Labeled-object pointing entries:
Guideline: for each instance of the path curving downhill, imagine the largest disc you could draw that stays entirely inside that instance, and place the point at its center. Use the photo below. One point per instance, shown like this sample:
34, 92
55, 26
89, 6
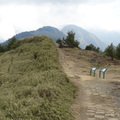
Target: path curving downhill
97, 98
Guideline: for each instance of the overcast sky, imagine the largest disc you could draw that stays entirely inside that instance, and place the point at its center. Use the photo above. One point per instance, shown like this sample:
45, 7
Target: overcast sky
24, 15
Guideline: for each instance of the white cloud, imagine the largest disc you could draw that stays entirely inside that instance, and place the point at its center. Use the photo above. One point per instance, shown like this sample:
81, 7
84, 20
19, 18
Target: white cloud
21, 15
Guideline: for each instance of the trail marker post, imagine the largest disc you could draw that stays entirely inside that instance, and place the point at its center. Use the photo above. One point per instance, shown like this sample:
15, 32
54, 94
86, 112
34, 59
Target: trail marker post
103, 70
93, 70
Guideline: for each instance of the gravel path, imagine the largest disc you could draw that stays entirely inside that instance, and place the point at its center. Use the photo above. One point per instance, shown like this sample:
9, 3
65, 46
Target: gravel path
97, 98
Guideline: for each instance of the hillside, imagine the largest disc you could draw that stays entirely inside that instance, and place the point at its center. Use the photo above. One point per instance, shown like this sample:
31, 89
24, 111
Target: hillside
32, 85
84, 37
97, 98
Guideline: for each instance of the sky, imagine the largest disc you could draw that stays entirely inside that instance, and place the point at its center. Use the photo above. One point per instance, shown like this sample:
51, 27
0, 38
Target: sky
25, 15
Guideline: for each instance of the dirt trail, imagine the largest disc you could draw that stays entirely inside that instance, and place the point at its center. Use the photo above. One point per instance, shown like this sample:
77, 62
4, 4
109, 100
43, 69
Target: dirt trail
97, 98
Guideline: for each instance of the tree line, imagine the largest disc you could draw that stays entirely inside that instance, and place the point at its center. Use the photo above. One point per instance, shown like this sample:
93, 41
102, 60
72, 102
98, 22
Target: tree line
111, 50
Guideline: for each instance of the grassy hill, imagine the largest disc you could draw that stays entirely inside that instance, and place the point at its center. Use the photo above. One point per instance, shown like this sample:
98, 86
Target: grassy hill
32, 85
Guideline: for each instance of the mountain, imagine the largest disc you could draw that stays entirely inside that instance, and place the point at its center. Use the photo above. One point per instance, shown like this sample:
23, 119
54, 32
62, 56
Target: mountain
48, 31
108, 36
32, 84
84, 37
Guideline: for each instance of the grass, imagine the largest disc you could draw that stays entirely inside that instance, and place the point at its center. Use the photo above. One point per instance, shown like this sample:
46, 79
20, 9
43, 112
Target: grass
32, 85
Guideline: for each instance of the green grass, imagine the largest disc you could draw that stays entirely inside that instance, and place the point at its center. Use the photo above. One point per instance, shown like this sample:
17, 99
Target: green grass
32, 85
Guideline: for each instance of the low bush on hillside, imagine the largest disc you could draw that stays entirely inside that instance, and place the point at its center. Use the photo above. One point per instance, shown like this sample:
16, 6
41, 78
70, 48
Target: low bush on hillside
32, 85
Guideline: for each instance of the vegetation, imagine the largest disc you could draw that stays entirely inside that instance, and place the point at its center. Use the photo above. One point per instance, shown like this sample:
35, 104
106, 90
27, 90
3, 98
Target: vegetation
92, 47
69, 41
118, 51
110, 51
32, 85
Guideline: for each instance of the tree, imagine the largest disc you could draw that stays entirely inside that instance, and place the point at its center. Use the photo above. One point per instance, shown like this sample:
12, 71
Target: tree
70, 40
1, 48
92, 47
12, 44
118, 51
110, 51
59, 41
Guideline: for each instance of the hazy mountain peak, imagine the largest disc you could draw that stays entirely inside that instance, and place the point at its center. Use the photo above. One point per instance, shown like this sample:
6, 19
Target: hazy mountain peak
84, 37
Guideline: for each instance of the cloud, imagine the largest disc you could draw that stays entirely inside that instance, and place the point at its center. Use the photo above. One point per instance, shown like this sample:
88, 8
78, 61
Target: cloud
56, 1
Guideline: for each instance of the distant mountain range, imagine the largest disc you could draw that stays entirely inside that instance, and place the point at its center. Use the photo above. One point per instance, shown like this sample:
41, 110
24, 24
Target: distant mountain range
84, 37
48, 31
107, 36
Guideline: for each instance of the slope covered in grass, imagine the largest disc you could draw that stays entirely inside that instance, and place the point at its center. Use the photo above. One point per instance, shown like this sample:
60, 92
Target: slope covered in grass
32, 85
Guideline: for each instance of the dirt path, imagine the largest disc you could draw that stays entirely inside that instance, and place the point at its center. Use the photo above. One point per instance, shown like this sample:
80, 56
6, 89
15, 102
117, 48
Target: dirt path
97, 98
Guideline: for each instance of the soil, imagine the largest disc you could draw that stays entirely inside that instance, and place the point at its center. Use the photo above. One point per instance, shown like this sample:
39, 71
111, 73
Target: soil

Aim of the exercise -
Edit the data above so that "largest disc" becomes "biggest circle" wherever it appears, keeping everything else unchanged and leaving out the pictures.

Response to this task -
Guideline: for each instance of the path curving downhill, imagine the biggest circle you could draw that stays entirely inside that instance, and place the point at its center. Use the photo below. One point per instance, shown like this sample:
34, 92
55, 26
89, 6
Target: path curving downhill
97, 98
Guideline: for each instance of the overcast sky, imagine the biggest circle you could draw that stays entirely inside that instance, and place the point at its center. Use the photo above. One point per instance, shown like this sample:
45, 7
Target: overcast sky
24, 15
Guideline: for each instance of the white cloud, imagine the biggest circle you could draw that stays entirely inside that instance, and place the point at its center. Use the photo above. One point per instance, shown like this sample:
81, 7
84, 20
19, 18
Target: white cloud
21, 15
Guideline: for each instance of the trail marker post, imagine the biggest circle you could draw that stays entirely inside that instance, and place the point at its center. Use the photo above. One point per instance, shown like this sample:
15, 32
54, 94
86, 112
34, 59
Target: trail marker post
103, 70
93, 70
Guideline: for each instance of the gravel path, imagine the biggest circle you could draw that stays entirely inside that instance, and place the point at its center. Use the photo above. One point per instance, shown like this sample:
9, 3
65, 46
Target: gravel path
97, 98
Guideline: for each instance of the hillside, imagine the biggest circle you could draw that stays entirely inside that instance, and place the point at its center. Use the photo above. One point per instance, shown like this sample:
31, 89
24, 111
Target: hillside
32, 85
84, 37
97, 98
Guideline: for each instance of the sky, imagine the biggest circle you could draw that stays entirely inside that instance, and place the point at its center. Use the photo above. One point per instance, shown like this sample:
51, 27
0, 38
Target: sky
25, 15
Guideline: for each instance of the dirt trail, imagine the biggest circle you could draw that stays entirely inside that instance, and place the point at its center. Use the photo above. One point per instance, shown like this sample:
77, 62
4, 4
109, 100
43, 69
Target: dirt trail
97, 98
Guideline: for each instance of the tree line, imagine the biggest circle you could draw that stays entirely inside that instance, and place the point at its center. Use the photo above. One point per instance, shown like this sample:
93, 41
102, 60
72, 102
98, 22
Target: tree line
111, 50
Guideline: for each instance of the grassy hill, imagine the biggest circle you could draw that stays entirely inside that instance, and place the point at its center. Use the photo above. One point per instance, shown like this sample:
98, 86
Target: grassy hill
32, 85
Guideline: for each instance of the mountain, imagine the biggest circle you could draw that stays entirely inside that instance, and place the point at its center. Use the photo above. One point per instance, shown like this sample:
23, 119
54, 32
62, 56
Target: mountain
48, 31
108, 36
32, 84
84, 37
Guideline: for each instance of the grass, imagine the biggest circle you could draw that stays entirely inside that instance, and place the point at its center. Use the photo above. One point per instance, shown like this sample:
46, 79
20, 9
43, 112
Target: grass
32, 85
Guideline: for each instance of the green grass, imagine the biggest circle you could draw that stays entirely inside that instance, and place the point at its center. Use the photo above. One point per instance, shown like this sample:
17, 99
Target: green grass
32, 85
Guideline: for each instance of the low bush on hillside, imagine the biggest circle you could draw that stays entirely inside that instance, and place the point at its center. Use the photo above. One point per instance, shown like this sample:
16, 6
41, 78
70, 48
Target: low bush on hillside
32, 85
Guideline: for each instance of the vegetation, imagine the biggest circle you could draw that stays entirely inside that instance, and place the point at its center. Use the photo above. One point per instance, shown like this sample:
35, 104
106, 90
27, 90
3, 98
Target: vegetation
92, 47
69, 41
118, 51
110, 51
32, 85
Guideline: for each instance of the tree, imagine the biggest circle you could draw that stays entirely inside that instance, and place the point at its center. Use the photo above. One point per instance, shown like this sample:
12, 71
Target: tree
70, 40
1, 48
92, 47
12, 44
118, 51
110, 51
59, 41
Guideline: for each instance of the hazy mountain peak, imagine the biggest circle you could draw that stays entirely inside that instance, and place the point at its center. Use the photo above. One point per instance, shown like this sample:
6, 19
Target: hazy mountain peak
84, 37
Guideline: for each instance of the cloud, imagine the biggest circle you could draw that stays entirely inside that instance, and place the point at its center. Use the photo above. One point per instance, shown like this sample:
88, 8
78, 61
Target: cloud
56, 1
Guideline: for each instance of the distant mountain range, imagine the biggest circle you could draw that stays entirely inside that instance, and place the point at its center. Use the photo above. One point per instance, shown like this sample:
41, 110
24, 24
Target: distant mountain range
84, 37
48, 31
107, 36
Guideline: for each instance of the slope covered in grass, imagine the biggest circle you could draw that stays entirely inside that instance, and place the point at its center. Use the photo above. One point per instance, shown like this sample:
60, 92
Target: slope covered in grass
32, 85
Guideline: for each instance of the dirt path, imagine the biggest circle you could draw that stays entirely inside that instance, and place the point at its center. Use the photo above. One point per instance, shown like this sample:
80, 56
6, 89
15, 102
117, 48
Target: dirt path
97, 98
Guideline: for each instance of the soil, imagine the biggest circle you could draw that stays entirely inside that instance, and place the point at its center. Use the photo above. One point per instance, shown like this sample:
39, 71
111, 73
Target: soil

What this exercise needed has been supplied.